── Passage

These abilities capture a warrior society whose martial prowess generated both worldly and spiritual rewards. Gaining experience and faith cubes when committing to battle reflects the Tibetan combination of military culture and Buddhist devotion — warriors who accumulated combat expertise and religious merit through the same campaigns. Stone spent before battle to reduce casualties represents Tibetan investment in armor and elite troops — iron ore forged into mail that protected professional soldiers, not peasant levies sent to absorb enemy blows.

Coins gained from market activity across all players represents Tibetan control of Silk Road chokepoints — collecting tolls and tribute from trade flowing through passes they commanded, profiting from commerce regardless of who conducted it. Discounted mountain construction reflects a people whose fortresses and monasteries crowned heights that seemed impossible to build upon, yet where Tibetan engineers worked with familiar terrain.

Tibetans I

None
During a battle, after adding any number of action cubes to the bag, gain 1 experience cube and 1 faith cube
permanent available till Age III
Before a battle, you may spend 2 stone to ignore 1 damage dealt to your unit
recurrent available till Age III
During the achievement phase, gain 2 coins
for each action cube in the Market area of all players
permanent available till Age II
When constructing any number of structure
on a single mountain hex, pay -5 coins total

FAQ

When exactly is "before a battle" for spending stone?

Before bag preparation begins. You must decide to spend 2 stone before you know the strength distribution in the bag or the battle's outcome. This is a commitment made with incomplete information.

Can I spend 4 stone to ignore 2 damage?

────
── Data listing

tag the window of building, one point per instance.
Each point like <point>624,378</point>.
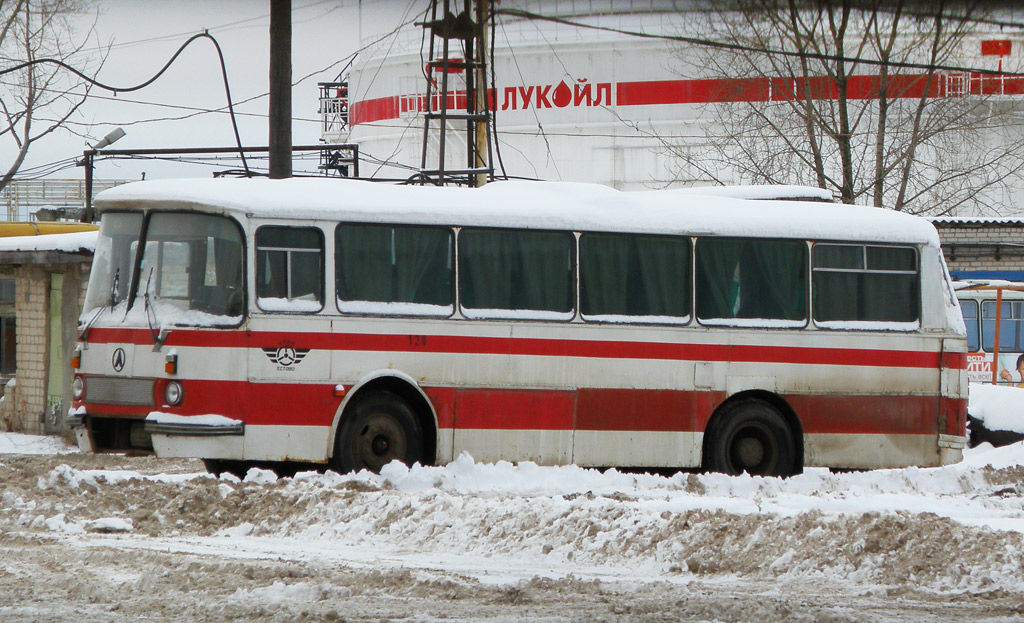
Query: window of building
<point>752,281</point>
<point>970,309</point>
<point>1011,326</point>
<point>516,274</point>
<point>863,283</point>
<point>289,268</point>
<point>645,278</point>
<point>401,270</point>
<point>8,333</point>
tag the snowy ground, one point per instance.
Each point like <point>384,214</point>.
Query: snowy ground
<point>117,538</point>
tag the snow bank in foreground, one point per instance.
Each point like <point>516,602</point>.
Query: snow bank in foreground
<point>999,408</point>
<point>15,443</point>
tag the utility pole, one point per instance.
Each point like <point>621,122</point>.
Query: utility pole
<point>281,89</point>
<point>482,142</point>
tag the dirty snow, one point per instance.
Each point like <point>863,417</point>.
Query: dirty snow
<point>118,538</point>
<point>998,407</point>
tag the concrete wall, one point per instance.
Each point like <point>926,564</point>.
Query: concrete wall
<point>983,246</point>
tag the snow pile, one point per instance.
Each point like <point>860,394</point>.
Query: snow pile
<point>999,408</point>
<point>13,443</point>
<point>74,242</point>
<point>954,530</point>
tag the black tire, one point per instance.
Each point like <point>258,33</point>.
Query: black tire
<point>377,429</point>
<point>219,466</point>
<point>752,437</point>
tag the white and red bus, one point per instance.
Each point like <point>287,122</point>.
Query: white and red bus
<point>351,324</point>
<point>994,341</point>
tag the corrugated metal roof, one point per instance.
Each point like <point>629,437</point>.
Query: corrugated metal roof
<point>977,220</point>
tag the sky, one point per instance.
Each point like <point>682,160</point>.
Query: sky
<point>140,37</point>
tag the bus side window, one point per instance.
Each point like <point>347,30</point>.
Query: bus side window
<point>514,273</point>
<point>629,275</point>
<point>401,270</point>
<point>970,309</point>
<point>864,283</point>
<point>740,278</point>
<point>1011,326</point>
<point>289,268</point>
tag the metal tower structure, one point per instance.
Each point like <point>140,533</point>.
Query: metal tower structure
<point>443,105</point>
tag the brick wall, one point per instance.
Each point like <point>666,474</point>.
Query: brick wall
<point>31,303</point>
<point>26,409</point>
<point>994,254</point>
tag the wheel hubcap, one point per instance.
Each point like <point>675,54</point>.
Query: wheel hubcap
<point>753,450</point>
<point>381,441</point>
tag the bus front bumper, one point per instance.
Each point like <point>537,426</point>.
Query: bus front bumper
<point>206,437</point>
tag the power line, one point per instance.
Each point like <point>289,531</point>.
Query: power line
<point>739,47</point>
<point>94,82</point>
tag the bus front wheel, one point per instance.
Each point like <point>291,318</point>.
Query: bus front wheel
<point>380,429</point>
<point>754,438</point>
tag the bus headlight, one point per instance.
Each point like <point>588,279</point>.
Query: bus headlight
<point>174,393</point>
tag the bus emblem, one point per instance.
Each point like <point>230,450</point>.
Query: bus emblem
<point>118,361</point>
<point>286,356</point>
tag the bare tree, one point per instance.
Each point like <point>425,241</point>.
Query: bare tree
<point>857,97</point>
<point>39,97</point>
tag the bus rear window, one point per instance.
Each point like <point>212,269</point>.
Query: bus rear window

────
── Data listing

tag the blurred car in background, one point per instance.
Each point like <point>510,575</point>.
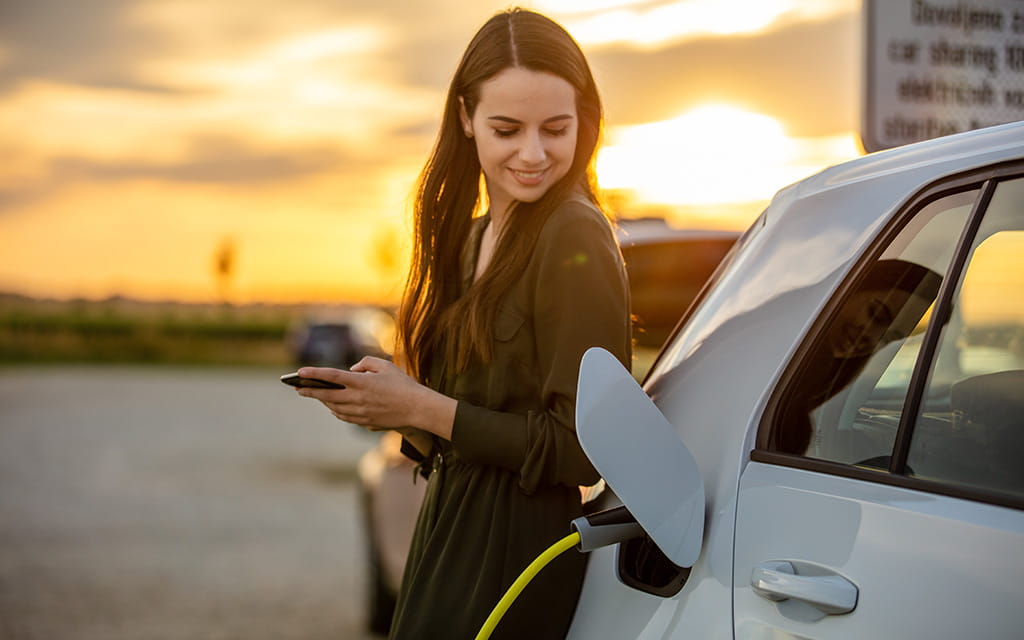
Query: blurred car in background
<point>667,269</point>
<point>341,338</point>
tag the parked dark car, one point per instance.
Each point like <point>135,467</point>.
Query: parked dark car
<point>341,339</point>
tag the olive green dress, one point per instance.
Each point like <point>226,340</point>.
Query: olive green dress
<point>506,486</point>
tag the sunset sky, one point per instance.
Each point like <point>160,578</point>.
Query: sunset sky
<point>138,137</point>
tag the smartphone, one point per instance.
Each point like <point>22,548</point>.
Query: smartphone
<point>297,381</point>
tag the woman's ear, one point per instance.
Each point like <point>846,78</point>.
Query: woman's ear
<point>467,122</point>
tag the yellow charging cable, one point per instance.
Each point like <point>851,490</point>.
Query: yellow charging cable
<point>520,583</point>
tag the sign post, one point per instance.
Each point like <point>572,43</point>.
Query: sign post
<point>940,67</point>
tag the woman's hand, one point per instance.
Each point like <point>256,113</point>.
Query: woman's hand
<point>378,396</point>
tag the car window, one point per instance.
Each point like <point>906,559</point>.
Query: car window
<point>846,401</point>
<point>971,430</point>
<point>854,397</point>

────

_Directives_
- A) Duplicate the stretch of the Tibetan faction passage from "Before bag preparation" through "ignore 2 damage?".
- B) In the Tibetan faction passage, what does spending stone before battle to reduce casualties represent?
The items aren't needed for any of this.

_Task-by-task solutions_
- A)
Before bag preparation begins. You must decide to spend 2 stone before you know the strength distribution in the bag or the battle's outcome. This is a commitment made with incomplete information.

Can I spend 4 stone to ignore 2 damage?

- B) Tibetan investment in armor and elite troops.